INSTRUCTION
Report every line in the rows below that contains the string "wooden".

===== MATERIAL PROVIDED =====

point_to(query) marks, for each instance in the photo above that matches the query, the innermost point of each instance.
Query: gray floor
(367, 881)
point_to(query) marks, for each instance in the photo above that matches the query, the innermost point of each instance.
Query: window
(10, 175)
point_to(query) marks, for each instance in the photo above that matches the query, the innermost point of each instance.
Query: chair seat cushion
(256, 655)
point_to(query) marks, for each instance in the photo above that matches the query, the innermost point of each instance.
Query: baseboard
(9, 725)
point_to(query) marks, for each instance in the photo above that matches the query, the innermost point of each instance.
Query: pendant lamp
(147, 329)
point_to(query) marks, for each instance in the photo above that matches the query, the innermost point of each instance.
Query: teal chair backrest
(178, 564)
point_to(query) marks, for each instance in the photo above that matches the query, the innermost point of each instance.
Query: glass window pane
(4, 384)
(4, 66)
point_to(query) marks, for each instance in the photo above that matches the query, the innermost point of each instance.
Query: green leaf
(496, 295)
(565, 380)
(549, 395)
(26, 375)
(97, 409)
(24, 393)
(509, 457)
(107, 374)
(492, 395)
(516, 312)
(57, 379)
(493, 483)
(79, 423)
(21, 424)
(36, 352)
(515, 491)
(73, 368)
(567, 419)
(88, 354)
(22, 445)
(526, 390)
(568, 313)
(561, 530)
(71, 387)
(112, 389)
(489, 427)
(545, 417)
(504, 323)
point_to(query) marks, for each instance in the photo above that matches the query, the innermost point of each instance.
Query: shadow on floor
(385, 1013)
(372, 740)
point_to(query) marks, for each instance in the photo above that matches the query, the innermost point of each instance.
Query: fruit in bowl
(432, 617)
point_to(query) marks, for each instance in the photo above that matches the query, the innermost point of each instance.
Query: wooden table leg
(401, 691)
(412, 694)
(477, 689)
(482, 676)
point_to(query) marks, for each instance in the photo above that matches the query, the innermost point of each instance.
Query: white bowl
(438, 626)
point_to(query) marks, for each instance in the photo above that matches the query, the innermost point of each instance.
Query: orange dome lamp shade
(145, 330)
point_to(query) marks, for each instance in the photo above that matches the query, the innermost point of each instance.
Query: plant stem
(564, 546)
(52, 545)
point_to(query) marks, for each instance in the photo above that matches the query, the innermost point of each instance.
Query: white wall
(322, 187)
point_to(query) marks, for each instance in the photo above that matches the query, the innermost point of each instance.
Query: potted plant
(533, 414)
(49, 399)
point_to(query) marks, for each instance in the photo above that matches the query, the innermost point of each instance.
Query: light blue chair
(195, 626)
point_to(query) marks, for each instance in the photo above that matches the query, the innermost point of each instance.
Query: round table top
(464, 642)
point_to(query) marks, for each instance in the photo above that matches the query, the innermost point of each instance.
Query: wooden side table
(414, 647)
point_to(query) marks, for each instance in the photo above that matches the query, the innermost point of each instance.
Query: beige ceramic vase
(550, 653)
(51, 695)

=====

EXERCISE RESPONSE
Query: wooden table leg
Query: wooden side table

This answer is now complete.